From the records below, copy each line that has the word "weave" in it.

_SOURCE RECORDS_
+++++

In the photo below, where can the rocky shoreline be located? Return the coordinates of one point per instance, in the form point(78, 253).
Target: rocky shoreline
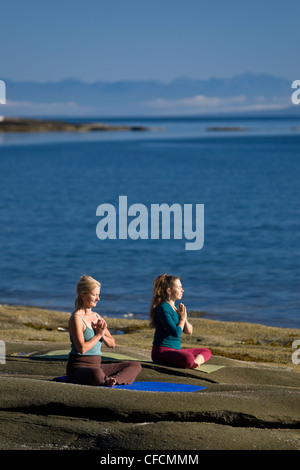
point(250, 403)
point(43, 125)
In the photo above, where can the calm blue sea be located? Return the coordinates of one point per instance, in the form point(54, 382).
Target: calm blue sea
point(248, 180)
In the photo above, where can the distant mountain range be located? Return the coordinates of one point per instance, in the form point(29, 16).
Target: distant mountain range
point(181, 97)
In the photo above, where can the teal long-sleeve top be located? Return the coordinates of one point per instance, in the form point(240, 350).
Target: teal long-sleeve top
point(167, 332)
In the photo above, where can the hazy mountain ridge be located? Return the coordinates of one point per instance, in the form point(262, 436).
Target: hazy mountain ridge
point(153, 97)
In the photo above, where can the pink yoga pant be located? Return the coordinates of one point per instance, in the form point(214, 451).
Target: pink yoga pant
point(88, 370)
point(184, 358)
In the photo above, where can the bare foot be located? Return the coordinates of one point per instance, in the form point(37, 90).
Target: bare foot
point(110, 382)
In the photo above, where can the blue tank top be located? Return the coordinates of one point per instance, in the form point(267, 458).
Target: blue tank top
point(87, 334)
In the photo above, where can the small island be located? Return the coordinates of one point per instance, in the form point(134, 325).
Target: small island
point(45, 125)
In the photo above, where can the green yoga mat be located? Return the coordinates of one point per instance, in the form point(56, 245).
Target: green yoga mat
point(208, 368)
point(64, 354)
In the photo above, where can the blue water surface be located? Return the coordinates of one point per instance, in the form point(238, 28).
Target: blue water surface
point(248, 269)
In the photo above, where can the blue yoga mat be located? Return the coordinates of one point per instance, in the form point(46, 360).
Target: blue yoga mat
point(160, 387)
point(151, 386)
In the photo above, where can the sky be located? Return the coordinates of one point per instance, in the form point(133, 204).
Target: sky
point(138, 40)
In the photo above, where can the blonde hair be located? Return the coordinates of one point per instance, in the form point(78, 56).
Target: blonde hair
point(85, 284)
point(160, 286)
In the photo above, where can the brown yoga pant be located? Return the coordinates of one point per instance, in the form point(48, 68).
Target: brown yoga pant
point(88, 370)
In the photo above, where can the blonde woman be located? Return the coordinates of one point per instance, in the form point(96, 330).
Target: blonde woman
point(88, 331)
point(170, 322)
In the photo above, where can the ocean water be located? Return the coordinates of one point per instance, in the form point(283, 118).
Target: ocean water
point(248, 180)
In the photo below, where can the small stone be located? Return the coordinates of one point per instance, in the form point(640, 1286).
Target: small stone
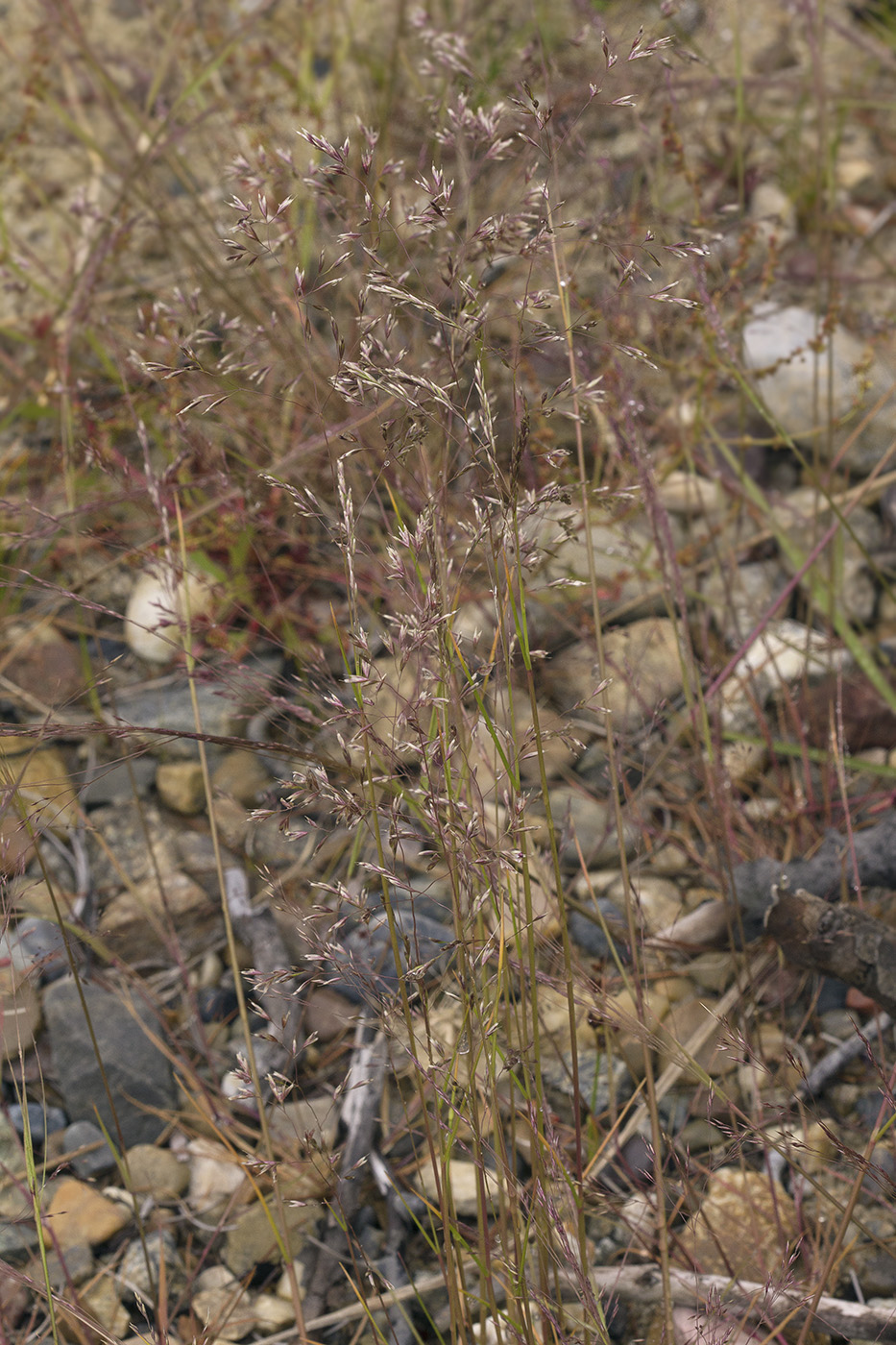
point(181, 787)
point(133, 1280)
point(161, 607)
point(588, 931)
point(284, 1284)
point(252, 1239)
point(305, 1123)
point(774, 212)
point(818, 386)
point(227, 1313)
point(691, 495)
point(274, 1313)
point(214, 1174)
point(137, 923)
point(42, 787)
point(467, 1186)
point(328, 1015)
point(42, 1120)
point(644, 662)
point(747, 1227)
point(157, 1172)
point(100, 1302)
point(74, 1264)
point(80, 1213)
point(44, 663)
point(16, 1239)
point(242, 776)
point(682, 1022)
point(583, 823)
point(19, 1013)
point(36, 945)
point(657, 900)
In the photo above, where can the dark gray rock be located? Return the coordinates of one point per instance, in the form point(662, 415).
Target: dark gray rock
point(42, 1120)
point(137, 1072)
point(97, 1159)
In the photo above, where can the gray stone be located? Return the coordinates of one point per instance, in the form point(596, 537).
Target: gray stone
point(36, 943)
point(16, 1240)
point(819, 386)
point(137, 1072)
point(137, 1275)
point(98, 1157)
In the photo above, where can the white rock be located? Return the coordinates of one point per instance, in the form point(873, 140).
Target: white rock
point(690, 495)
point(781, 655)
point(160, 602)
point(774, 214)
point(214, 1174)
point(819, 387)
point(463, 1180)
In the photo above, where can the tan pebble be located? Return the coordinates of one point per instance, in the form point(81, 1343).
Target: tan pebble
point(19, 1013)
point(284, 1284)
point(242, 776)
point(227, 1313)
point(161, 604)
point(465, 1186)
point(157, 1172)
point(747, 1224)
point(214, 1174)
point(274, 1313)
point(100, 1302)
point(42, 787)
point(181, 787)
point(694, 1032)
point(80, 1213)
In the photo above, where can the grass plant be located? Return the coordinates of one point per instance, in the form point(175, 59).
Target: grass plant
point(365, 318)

+++++

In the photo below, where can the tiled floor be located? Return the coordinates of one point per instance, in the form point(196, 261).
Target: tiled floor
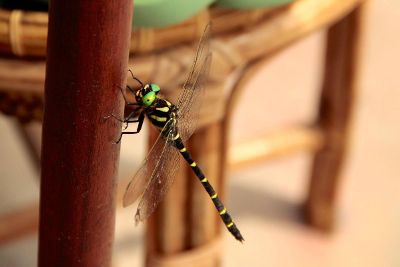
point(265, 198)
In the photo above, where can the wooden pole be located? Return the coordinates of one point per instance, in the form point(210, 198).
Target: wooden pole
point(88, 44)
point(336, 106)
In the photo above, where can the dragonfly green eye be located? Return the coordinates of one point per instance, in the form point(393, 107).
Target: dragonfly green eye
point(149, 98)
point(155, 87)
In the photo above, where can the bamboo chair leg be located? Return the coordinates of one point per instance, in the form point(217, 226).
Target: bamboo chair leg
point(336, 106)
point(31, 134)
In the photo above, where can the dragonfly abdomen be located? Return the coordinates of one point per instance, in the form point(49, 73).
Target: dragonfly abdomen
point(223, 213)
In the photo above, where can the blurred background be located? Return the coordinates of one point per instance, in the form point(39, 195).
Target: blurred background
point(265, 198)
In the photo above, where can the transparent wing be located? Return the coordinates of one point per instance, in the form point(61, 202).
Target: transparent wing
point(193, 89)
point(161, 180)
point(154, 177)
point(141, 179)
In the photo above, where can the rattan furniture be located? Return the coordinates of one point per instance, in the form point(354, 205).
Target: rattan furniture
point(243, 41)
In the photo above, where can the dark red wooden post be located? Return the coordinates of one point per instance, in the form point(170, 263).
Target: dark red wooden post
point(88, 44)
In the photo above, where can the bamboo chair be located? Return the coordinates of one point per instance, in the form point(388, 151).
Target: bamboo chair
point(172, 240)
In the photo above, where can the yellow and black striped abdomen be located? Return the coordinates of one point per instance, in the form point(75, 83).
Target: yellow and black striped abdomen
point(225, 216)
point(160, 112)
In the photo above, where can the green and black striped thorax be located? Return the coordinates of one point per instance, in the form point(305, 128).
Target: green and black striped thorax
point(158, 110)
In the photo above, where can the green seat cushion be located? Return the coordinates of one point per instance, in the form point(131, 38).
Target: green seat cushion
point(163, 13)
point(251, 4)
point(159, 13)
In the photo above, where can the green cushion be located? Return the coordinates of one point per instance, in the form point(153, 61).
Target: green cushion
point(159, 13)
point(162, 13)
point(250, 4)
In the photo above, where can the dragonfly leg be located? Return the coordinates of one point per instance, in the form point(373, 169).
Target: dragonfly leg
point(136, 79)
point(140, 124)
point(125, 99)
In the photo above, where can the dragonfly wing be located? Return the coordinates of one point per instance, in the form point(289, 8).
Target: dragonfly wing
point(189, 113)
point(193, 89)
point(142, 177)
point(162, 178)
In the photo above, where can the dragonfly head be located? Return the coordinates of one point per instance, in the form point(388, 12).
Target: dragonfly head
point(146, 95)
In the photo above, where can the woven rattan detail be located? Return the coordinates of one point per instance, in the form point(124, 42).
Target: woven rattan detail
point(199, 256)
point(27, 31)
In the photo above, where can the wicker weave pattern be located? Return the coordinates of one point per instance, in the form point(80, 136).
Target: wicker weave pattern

+++++

_REPLY_
In the photo above, where can the wicker weave pattern be located? Return the coordinates of one point per instance, in the form point(80, 136).
Target: wicker weave pattern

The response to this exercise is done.